> _GIVEN EXERCISE_
Rewrite the rows below, changing each "even-odd rule for holes" to "holes follow the even-odd rule" and leaving everything else unchanged.
————————
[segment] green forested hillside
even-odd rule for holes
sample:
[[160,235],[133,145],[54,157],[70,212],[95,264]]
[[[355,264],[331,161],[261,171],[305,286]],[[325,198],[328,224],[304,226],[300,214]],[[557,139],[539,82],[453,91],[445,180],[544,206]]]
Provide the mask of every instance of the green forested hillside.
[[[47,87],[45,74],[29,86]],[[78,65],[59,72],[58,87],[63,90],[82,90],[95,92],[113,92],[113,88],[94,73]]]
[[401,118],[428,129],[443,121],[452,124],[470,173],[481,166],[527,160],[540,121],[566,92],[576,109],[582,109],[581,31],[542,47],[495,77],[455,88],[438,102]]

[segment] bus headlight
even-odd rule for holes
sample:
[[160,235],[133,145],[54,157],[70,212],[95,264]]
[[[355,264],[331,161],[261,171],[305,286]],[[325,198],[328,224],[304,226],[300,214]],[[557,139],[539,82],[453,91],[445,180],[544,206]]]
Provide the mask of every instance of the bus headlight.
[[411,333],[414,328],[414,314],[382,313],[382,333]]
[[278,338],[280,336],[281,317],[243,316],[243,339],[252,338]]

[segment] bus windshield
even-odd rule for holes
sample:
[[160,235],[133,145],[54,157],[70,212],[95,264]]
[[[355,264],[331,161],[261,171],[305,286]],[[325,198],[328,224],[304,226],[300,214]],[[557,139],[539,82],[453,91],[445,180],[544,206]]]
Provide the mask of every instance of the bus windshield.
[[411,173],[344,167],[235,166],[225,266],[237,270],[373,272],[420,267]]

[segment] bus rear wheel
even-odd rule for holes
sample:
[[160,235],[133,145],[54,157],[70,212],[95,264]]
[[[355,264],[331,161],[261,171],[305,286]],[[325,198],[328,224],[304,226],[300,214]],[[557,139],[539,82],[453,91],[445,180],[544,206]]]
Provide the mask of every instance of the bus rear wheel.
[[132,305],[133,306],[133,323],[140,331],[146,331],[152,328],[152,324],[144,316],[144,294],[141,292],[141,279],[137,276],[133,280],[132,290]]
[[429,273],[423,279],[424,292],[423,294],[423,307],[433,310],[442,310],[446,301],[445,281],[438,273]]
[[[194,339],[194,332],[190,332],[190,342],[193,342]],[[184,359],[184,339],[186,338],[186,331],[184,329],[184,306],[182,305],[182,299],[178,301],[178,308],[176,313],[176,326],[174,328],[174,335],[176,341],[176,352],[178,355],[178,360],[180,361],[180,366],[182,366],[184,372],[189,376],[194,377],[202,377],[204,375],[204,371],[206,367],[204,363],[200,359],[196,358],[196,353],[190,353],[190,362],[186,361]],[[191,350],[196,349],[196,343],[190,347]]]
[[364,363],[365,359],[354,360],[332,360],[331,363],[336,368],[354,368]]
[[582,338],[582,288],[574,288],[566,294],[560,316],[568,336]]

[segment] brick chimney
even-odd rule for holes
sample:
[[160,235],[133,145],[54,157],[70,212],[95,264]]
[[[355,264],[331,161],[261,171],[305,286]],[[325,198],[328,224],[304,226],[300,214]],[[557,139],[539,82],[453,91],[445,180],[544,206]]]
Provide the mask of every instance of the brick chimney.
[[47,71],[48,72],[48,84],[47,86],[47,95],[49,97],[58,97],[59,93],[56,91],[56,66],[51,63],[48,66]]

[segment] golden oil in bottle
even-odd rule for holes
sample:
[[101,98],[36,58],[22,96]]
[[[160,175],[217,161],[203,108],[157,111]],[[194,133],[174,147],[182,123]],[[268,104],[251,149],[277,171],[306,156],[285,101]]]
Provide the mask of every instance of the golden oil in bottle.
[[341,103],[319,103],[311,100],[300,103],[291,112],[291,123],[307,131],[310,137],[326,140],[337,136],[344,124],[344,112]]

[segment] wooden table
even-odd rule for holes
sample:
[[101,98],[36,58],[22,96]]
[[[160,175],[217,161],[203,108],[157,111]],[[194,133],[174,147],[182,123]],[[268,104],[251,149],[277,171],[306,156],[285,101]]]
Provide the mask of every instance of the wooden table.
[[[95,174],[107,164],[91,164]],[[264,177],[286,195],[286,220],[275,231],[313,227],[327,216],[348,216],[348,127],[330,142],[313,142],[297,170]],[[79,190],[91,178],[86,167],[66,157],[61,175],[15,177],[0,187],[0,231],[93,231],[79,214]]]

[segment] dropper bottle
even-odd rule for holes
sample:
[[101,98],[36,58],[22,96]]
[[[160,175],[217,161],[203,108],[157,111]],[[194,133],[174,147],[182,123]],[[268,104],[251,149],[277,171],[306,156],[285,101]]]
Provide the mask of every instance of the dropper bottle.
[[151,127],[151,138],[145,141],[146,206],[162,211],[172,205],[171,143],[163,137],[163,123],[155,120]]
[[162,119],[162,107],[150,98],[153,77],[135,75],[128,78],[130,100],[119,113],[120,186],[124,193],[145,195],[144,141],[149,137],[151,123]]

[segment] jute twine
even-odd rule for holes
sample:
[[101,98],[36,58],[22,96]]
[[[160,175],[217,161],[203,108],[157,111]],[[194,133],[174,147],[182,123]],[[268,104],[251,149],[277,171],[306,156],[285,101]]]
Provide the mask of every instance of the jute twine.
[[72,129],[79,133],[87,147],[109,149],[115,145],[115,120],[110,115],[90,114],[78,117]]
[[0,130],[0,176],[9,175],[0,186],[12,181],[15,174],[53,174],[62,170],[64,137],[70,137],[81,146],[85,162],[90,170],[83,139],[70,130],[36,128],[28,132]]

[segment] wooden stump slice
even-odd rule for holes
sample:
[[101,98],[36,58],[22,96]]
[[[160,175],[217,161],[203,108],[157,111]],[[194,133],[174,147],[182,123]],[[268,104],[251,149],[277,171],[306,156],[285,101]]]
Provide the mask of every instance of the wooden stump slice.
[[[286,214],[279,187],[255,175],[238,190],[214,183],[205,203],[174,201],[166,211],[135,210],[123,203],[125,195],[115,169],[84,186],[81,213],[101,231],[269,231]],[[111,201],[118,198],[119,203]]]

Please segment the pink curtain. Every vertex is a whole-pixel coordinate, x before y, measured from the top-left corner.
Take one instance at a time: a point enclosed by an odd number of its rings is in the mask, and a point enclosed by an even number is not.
————————
> _FINAL ANSWER_
[segment] green forested hillside
holes follow the even-odd rule
sample:
[[160,235],[133,145],[54,157],[70,212],[95,264]]
[[[355,264],[331,161],[261,171],[305,286]],[[325,198],[328,224],[304,226],[300,214]],[[557,139],[539,82],[453,91],[445,180],[544,206]]]
Provide the mask of every instance of the green forested hillside.
[[[47,87],[45,74],[29,86]],[[78,65],[59,72],[58,87],[63,90],[82,90],[95,92],[113,92],[113,88],[94,73]]]
[[401,118],[428,129],[443,121],[452,124],[470,173],[481,166],[527,160],[540,121],[566,92],[576,109],[582,109],[581,31],[542,47],[495,77],[455,88],[438,102]]

[segment] bus headlight
holes follow the even-odd rule
sample:
[[160,235],[133,145],[54,157],[70,212],[95,264]]
[[[355,264],[331,161],[261,171],[305,286]],[[325,198],[328,224],[304,226],[300,214]],[[557,139],[539,82],[453,91],[445,180],[544,206]]]
Provide the mask of every instance of the bus headlight.
[[411,333],[414,328],[414,314],[382,313],[382,333]]
[[278,338],[280,336],[281,317],[243,316],[243,339],[252,338]]

[segment] bus windshield
holes follow the even-odd rule
sample:
[[160,235],[133,145],[54,157],[70,212],[95,264]]
[[[355,264],[331,161],[261,171],[305,286]],[[325,198],[328,224],[304,226],[300,214]],[[557,139],[539,82],[453,91],[445,180],[544,206]]]
Provide the mask of every instance of the bus windshield.
[[411,173],[344,167],[235,166],[225,266],[237,270],[373,272],[420,267]]

[segment] bus rear wheel
holes follow the even-odd rule
sample:
[[160,235],[133,145],[54,157],[70,212],[95,264]]
[[[355,264],[331,161],[261,171],[305,286]],[[325,198],[328,224],[304,226],[300,214]],[[557,139],[539,82],[453,91],[445,180],[544,206]]]
Provide the mask of every instance of the bus rear wheel.
[[132,305],[133,306],[133,323],[140,331],[146,331],[152,328],[152,324],[144,316],[144,294],[141,292],[141,279],[137,276],[133,280],[132,290]]
[[429,273],[423,279],[424,292],[423,294],[423,307],[433,310],[442,310],[446,301],[445,281],[438,273]]
[[[194,339],[194,332],[190,332],[190,342],[193,342]],[[184,359],[184,339],[186,338],[186,331],[184,329],[184,306],[182,305],[182,299],[178,301],[178,308],[176,313],[176,326],[174,328],[174,335],[176,341],[176,352],[178,355],[178,360],[180,361],[180,366],[182,366],[184,372],[189,376],[194,377],[202,377],[204,375],[204,371],[206,367],[204,363],[200,359],[196,358],[196,353],[190,353],[190,362],[186,361]],[[191,350],[196,349],[196,343],[190,347]]]
[[364,363],[365,359],[354,360],[332,360],[331,363],[336,368],[354,368]]
[[582,338],[582,288],[574,288],[566,294],[560,316],[568,336]]

[segment] brick chimney
holes follow the even-odd rule
sample:
[[160,235],[133,145],[54,157],[70,212],[95,264]]
[[[355,264],[331,161],[261,171],[305,286]],[[325,198],[328,224],[304,226],[300,214]],[[557,139],[539,82],[453,91],[445,180],[544,206]]]
Provide the mask of every instance of the brick chimney.
[[47,71],[48,72],[48,84],[47,86],[47,95],[49,97],[58,97],[59,93],[56,91],[56,66],[51,63],[48,66]]

[segment] golden oil in bottle
holes follow the even-odd rule
sample:
[[101,98],[36,58],[22,96]]
[[[160,175],[217,161],[203,108],[157,111]],[[194,133],[174,147],[182,123]],[[268,104],[251,149],[277,171],[306,156],[285,101]]]
Provide the mask of every instance of the golden oil in bottle.
[[341,103],[319,103],[311,100],[300,103],[291,112],[291,123],[307,131],[310,137],[326,140],[337,136],[344,124],[344,112]]

[segment] wooden table
holes follow the even-odd rule
sample:
[[101,98],[36,58],[22,96]]
[[[160,175],[217,161],[203,108],[157,111]],[[194,133],[174,147],[182,123]],[[268,104],[251,149],[277,171],[306,156],[285,101]]]
Provide the mask of every instance of the wooden table.
[[[95,174],[107,164],[91,164]],[[264,177],[286,195],[286,220],[275,231],[313,227],[327,216],[348,216],[348,127],[330,142],[313,142],[297,170]],[[79,190],[91,178],[86,167],[66,157],[61,175],[15,177],[0,187],[0,231],[93,231],[79,214]]]

[segment] dropper bottle
holes follow the even-odd rule
sample:
[[101,98],[36,58],[22,96]]
[[[160,175],[217,161],[203,108],[157,111]],[[194,133],[174,147],[182,123]],[[268,104],[251,149],[277,171],[306,156],[285,101]]]
Provide the mask of every instance of the dropper bottle.
[[151,127],[151,138],[145,141],[146,206],[162,211],[172,205],[171,143],[163,137],[163,123],[155,120]]
[[162,119],[162,107],[150,98],[153,77],[135,75],[128,78],[130,100],[119,113],[120,186],[124,193],[145,195],[144,141],[149,137],[151,123]]

[segment] jute twine
holes follow the even-odd rule
sample:
[[101,98],[36,58],[22,96]]
[[[160,175],[217,161],[203,108],[157,111]],[[194,133],[174,147],[182,123]],[[268,104],[251,149],[277,171],[306,156],[285,101]]]
Provide the mask of every instance of the jute twine.
[[72,129],[79,133],[87,147],[109,149],[115,145],[115,120],[110,115],[90,114],[78,117]]
[[0,130],[0,176],[9,175],[0,186],[12,181],[15,174],[53,174],[62,170],[64,137],[70,137],[81,146],[85,162],[90,170],[83,139],[70,130],[36,128],[28,132]]

[segment] wooden stump slice
holes follow the even-odd rule
sample:
[[101,98],[36,58],[22,96]]
[[[160,175],[217,161],[203,108],[157,111]],[[194,133],[174,147],[182,123]],[[268,104],[251,149],[277,171],[306,156],[285,101]]]
Provide the mask of every instance of the wooden stump slice.
[[[286,214],[279,187],[255,175],[238,190],[214,183],[205,203],[174,201],[166,211],[135,210],[123,203],[125,195],[115,169],[84,186],[81,213],[101,231],[269,231]],[[111,201],[118,198],[119,203]]]

Please segment the pink curtain. Every vertex is a whole-pixel coordinate, x before y, measured from the top-left corner.
Take one instance at a time: a point enclosed by an odd number of its rings is in the mask, and a point enclosed by an even number is not.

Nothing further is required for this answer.